- _Objective_: Starting at the line that contains "Practice step: locate the curly" and continuing through the end of the records, reproduce those lines with "white wall" changed to "painted wall". Leave everything else untouched.

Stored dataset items
==============================

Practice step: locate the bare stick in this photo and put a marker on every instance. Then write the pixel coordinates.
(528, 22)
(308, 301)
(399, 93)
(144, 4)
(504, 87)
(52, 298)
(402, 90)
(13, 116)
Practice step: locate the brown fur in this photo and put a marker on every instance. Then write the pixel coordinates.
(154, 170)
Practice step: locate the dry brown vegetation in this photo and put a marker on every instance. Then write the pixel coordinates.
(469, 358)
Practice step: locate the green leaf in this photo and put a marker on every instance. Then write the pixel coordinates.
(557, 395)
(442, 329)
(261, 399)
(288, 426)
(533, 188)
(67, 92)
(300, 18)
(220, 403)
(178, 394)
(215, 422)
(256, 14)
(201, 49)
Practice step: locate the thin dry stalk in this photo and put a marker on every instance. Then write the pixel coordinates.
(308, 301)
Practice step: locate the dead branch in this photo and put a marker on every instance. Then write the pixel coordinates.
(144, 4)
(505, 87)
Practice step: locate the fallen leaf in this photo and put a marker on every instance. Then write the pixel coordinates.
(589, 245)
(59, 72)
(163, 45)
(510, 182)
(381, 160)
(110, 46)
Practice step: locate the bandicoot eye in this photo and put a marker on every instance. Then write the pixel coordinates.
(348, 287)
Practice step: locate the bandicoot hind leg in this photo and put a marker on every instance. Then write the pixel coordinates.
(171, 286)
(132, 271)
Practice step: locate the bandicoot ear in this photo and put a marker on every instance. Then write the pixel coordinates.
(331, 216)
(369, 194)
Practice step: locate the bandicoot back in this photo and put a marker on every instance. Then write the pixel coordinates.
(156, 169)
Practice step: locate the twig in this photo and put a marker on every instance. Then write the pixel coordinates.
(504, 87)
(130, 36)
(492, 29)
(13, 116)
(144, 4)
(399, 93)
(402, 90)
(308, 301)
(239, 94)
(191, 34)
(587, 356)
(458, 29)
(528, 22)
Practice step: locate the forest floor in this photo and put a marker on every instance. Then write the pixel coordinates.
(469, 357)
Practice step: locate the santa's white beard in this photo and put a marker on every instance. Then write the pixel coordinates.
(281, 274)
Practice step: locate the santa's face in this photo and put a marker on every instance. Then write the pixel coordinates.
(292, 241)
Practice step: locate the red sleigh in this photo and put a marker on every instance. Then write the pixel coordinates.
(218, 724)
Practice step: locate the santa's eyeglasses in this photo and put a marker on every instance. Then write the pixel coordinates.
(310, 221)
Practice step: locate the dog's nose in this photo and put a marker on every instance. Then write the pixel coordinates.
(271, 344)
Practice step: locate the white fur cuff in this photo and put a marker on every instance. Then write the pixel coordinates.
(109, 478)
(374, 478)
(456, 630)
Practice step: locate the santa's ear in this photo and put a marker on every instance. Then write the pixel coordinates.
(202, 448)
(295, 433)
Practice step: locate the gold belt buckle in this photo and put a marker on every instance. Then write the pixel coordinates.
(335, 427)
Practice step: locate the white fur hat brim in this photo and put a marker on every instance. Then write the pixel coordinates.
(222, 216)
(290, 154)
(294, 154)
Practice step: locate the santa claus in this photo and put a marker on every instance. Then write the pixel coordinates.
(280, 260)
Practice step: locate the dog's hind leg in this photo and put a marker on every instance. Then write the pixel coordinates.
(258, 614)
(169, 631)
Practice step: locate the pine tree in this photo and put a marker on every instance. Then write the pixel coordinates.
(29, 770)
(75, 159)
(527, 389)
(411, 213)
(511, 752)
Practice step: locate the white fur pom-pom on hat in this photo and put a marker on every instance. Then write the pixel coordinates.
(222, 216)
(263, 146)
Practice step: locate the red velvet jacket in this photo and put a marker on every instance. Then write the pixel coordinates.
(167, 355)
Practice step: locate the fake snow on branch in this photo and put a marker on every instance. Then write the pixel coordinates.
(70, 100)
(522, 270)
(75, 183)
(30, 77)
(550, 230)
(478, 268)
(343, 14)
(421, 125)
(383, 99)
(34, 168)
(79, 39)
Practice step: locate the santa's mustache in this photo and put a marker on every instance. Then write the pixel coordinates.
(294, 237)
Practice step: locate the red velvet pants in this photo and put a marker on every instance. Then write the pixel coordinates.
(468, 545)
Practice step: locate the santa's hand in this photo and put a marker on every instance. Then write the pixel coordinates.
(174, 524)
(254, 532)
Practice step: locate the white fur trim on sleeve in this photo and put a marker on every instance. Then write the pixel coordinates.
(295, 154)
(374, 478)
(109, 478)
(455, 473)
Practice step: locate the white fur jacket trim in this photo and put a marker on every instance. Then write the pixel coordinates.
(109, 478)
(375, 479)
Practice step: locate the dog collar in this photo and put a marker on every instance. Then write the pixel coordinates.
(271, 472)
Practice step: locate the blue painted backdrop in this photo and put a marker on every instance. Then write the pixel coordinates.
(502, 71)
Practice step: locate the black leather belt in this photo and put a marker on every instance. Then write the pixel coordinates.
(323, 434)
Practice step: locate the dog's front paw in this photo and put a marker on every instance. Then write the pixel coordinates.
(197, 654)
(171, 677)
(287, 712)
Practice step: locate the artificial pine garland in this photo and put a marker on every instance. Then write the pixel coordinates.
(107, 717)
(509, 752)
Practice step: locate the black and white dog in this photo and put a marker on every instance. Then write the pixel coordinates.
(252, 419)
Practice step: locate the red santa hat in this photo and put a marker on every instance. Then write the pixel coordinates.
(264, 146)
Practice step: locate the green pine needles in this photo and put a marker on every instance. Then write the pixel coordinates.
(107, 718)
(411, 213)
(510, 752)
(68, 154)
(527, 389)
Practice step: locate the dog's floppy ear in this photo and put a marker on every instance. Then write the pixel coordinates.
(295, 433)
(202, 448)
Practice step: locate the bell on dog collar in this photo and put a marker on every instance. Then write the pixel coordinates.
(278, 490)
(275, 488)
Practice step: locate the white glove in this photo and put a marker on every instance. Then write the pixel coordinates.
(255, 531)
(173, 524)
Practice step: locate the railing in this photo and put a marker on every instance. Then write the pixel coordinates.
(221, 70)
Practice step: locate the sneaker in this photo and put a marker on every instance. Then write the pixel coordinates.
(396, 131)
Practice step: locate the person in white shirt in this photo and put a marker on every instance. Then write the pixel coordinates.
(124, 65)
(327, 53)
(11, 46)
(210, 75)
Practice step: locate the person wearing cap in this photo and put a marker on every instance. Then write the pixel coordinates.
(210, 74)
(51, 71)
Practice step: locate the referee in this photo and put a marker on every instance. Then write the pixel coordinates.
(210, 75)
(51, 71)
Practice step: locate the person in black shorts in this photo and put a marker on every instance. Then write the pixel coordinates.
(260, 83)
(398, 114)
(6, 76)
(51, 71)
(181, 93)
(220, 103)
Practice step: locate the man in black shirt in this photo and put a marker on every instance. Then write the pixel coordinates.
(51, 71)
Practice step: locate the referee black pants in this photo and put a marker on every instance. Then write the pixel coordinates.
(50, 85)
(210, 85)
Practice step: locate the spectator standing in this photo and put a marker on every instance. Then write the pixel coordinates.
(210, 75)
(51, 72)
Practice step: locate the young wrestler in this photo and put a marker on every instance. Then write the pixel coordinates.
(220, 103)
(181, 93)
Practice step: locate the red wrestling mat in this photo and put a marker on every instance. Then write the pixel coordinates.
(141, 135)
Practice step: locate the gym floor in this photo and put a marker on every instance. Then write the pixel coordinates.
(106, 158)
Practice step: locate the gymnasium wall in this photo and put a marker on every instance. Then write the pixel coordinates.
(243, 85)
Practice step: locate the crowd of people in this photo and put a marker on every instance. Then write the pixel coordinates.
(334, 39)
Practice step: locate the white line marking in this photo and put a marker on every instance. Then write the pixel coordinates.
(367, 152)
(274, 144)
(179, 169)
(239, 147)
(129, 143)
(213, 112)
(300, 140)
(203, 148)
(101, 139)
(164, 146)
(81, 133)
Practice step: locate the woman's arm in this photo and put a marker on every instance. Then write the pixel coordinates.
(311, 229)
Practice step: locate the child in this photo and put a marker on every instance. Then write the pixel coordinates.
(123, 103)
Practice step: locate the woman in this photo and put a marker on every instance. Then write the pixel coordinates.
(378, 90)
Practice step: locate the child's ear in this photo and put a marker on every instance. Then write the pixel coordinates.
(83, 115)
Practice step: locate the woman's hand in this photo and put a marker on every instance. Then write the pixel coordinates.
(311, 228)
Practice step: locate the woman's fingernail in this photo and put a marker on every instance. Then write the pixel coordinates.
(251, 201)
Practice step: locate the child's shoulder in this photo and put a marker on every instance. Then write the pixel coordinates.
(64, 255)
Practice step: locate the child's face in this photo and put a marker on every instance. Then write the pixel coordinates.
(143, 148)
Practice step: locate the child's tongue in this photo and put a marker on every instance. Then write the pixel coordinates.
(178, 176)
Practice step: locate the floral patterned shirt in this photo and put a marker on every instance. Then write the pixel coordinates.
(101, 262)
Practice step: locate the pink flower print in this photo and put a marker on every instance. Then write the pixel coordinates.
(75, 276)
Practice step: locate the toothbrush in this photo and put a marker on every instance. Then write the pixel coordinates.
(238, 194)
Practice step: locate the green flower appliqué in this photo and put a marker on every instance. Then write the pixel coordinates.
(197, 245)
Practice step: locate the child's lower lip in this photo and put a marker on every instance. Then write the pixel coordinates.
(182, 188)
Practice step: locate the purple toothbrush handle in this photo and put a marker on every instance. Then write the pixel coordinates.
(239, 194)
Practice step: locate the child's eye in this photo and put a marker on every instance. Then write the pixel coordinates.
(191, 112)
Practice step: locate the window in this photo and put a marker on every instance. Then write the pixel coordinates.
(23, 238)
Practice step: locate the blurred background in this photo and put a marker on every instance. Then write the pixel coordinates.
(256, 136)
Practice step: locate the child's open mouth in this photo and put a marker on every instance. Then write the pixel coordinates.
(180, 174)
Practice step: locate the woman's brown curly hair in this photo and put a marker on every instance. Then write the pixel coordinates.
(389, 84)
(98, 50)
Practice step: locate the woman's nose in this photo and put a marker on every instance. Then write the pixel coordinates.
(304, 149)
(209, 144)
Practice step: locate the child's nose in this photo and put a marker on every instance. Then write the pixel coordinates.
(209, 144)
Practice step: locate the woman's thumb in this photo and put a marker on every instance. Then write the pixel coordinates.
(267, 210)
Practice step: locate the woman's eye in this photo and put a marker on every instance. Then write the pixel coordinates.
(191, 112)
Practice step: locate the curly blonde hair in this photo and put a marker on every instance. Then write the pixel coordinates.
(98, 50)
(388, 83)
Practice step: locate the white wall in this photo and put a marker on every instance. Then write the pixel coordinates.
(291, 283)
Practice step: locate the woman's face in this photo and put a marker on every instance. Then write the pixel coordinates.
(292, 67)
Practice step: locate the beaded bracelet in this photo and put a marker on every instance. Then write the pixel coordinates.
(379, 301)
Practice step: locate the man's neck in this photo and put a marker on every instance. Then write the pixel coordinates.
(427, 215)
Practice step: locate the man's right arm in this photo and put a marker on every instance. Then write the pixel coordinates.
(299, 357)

==============================

- _Task answer_:
Practice step: locate the curly blonde hair in this photo and put a marker on every instance. Then write the pixel coordinates.
(98, 50)
(388, 83)
Practice step: locate the painted wall in this photo and put a marker on every instance. Then write the pixel coordinates.
(291, 283)
Practice step: locate the woman's face in this photo and put a marker on every instance. Then write the pixel coordinates.
(292, 67)
Practice step: locate the beaded bracelet in this photo and put a marker on every instance. Then write the pixel coordinates.
(379, 301)
Practice step: locate the man's neck in this photo and put a marker on every instance. Then write the pixel coordinates.
(427, 215)
Practice step: locate the man's right arm in this photo and put a marker on every instance. Then write the pixel coordinates.
(299, 357)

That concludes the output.